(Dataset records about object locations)
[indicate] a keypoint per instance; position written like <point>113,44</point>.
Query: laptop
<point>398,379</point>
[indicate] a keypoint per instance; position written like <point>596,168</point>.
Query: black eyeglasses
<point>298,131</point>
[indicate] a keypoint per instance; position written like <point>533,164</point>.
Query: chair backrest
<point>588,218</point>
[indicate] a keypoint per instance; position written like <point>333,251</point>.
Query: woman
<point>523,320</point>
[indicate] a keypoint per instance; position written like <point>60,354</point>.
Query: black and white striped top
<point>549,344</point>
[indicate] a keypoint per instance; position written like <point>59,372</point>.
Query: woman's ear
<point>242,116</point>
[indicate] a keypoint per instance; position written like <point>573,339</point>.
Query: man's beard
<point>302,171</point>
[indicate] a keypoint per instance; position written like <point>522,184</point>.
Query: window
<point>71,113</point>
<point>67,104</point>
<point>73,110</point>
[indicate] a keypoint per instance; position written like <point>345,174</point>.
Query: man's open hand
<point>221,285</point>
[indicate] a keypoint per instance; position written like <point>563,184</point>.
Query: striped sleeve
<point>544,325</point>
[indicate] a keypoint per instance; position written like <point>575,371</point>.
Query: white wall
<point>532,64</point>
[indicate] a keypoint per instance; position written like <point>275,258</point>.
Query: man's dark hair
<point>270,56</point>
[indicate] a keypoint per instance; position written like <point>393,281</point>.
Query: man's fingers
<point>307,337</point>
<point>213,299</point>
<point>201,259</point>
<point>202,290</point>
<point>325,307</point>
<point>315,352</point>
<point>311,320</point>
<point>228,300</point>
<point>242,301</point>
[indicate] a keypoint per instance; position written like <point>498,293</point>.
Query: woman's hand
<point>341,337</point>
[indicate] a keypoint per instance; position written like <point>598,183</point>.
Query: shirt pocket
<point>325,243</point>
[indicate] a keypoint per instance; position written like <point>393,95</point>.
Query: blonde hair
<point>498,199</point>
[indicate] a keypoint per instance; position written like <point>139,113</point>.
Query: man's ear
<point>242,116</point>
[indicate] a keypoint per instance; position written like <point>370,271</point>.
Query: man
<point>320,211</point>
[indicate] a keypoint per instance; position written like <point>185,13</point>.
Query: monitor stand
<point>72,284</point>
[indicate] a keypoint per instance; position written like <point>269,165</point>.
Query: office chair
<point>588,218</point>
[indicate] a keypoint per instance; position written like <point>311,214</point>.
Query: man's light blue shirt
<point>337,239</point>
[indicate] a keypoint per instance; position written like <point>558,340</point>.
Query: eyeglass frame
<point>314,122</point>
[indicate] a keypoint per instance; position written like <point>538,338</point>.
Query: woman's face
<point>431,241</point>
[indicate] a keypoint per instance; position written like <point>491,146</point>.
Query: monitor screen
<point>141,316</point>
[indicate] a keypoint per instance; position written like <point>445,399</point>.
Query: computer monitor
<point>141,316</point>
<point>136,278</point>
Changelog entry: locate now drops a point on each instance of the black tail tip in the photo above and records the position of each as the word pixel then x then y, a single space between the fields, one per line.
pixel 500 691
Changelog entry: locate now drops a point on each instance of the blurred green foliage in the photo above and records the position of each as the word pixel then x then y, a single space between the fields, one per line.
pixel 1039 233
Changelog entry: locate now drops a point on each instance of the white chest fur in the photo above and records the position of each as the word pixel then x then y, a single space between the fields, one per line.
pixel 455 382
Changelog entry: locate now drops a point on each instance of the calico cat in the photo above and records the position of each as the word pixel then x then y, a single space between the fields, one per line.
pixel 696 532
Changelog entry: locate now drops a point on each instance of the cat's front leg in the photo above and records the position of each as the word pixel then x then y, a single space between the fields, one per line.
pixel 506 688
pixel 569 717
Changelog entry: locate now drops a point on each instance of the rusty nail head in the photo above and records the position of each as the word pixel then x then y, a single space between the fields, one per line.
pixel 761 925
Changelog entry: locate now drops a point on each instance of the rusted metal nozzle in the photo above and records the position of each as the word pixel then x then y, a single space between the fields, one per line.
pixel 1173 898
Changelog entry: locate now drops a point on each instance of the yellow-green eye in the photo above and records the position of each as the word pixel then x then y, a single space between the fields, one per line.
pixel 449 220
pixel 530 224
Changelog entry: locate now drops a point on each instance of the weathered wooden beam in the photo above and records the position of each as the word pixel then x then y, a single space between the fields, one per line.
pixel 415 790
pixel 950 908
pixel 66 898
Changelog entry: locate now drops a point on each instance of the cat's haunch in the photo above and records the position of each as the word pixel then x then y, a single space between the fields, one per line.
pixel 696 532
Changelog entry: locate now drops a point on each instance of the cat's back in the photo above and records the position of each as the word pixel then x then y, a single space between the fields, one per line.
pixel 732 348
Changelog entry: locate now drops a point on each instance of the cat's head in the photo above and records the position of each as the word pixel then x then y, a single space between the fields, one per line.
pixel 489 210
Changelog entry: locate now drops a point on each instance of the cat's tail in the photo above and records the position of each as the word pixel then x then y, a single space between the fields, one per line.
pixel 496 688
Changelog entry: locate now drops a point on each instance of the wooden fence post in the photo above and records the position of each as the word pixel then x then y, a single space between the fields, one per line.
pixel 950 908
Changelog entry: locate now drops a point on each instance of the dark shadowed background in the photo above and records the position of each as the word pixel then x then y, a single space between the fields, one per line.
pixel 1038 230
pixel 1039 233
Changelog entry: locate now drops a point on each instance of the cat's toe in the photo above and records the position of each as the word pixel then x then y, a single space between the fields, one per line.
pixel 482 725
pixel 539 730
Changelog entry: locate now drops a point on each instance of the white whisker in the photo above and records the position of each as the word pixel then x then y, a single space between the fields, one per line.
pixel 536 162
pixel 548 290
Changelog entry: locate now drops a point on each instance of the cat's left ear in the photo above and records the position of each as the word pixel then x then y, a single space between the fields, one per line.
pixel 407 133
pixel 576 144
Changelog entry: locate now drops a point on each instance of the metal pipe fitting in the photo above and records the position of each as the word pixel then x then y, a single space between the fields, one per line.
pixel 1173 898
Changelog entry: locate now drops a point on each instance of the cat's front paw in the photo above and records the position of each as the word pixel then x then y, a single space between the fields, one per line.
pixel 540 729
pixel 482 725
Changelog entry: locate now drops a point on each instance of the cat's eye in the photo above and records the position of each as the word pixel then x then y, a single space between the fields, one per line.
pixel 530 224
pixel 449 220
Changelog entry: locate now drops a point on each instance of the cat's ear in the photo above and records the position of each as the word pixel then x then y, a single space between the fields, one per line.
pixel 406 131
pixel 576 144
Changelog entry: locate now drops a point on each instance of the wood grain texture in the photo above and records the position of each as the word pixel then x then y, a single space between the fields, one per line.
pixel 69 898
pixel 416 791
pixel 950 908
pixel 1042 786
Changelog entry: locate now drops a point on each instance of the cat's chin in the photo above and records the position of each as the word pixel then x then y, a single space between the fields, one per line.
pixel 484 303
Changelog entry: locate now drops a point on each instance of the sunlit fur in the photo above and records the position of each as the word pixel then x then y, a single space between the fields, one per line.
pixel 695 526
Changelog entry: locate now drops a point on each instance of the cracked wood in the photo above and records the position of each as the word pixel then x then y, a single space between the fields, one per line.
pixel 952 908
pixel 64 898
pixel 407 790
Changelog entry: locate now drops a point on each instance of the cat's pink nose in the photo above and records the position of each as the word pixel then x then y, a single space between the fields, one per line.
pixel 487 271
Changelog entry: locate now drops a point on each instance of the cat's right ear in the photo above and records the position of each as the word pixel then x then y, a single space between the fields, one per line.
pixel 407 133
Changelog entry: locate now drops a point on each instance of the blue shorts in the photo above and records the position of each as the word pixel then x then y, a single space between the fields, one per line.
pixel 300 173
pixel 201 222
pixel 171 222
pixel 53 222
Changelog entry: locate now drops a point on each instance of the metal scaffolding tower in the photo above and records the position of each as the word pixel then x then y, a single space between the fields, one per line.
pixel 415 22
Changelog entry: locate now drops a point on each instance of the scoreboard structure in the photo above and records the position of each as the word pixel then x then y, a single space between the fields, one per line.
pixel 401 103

- GIVEN INSTRUCTION
Switch "Changelog entry" to "Release note" in the part of the data that opens with the line containing "the cat's head" and closes with the line containing "pixel 496 688", and write out those lines again with nothing else altered.

- TASK RESULT
Release note: locate now drops a point on each instance of the cat's head in the photo above and records the position of each as the word pixel then x then y, a single space between the fields, one per line.
pixel 489 210
Release note: locate now drops a point on each instance of the cat's tail in the photo above and records the position of each as the word pixel then x then y, a single space between the fields, one per line.
pixel 496 688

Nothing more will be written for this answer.